DOCUMENT:

## begin

0

I need to insert rows into database table from XML file. My XML format is like below :

<Main>
    <Parent>
        <Title>Title1</Title>
        <Code>ABC123</Code>
        <Name>name1</Name>
        <company>test1</company>
        <Children>
            <Child>
                <Title>t1</Title>               
                <ContentType>T1</ContentType>
                <TimeStarted>2018-03-01T10:47:46</TimeStarted>
                <TimeFinished>2018-03-01T10:48:08</TimeFinished>
            </Child>
            <Child>
                <Title>t2</Title>               
                <ContentType>T1</ContentType>
                <TimeStarted>2018-03-01T10:47:46</TimeStarted>
                <TimeFinished>2018-03-01T10:48:08</TimeFinished>    
            </Child>
        </Children>
    </Parent>
    <Parent>
        <Title>Title2</Title>
        <Code>def123</Code>
        <Name>name2</Name>
        <company>test2</company>
        <Children>
            <Child>
                <Title>t1</Title>               
                <ContentType>T1</ContentType>
                <TimeStarted>2018-03-01T10:47:46</TimeStarted>
                <TimeFinished>2018-03-01T10:48:08</TimeFinished>
            </Child>
            <Child>
                <Title>t2</Title>               
                <ContentType>T1</ContentType>
                <TimeStarted>2018-03-01T10:47:46</TimeStarted>
                <TimeFinished>2018-03-01T10:48:08</TimeFinished>
            </Child>
        </Children>
    </Parent>
</Main>

I need to insert parent level data (under parent tag - Title,Code,Name,company) in Table1 and Children level data in Table2. Table2 is having foriengy key reference to Table1.(which we need to get using scope identity once inserted parent record.)

This can be very large xml file. Main problem is I need to insert records one by one, means in loop as if first Parent has some issue then the process should not be aborted but should log error and proceed to second or next Parent tag.

## end

SOURCE EXCERPT:
## begin

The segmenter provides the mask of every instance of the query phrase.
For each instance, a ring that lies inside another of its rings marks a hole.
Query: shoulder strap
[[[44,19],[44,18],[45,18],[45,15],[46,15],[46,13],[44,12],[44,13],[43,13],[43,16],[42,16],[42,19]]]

## end

TASKS TO PERFORM:
(A) In the XML import post, why must the records be inserted one by one in a loop?
(B) In the XML import post, rewrite the passage from "I need to insert parent" to "inserted parent record.)", changing "Table2" to "ChildTable".
(C) Answer these questions about the XML import post:
(i) What Code value does the second Parent carry?
(ii) Which table should receive the parent level data?
(iii) What should happen if the first Parent has an issue?

PER-TASK OUTPUTS:
(A) If the first Parent has an issue, the process must not be aborted. It should log the error and continue to the next Parent tag.

(B)
I need to insert parent level data (under parent tag - Title,Code,Name,company) in Table1 and Children level data in ChildTable. ChildTable is having foriengy key reference to Table1.(which we need to get using scope identity once inserted parent record.)

(C)
(i) def123
(ii) Table1
(iii) The process should log the error and continue to the second or next Parent tag without aborting.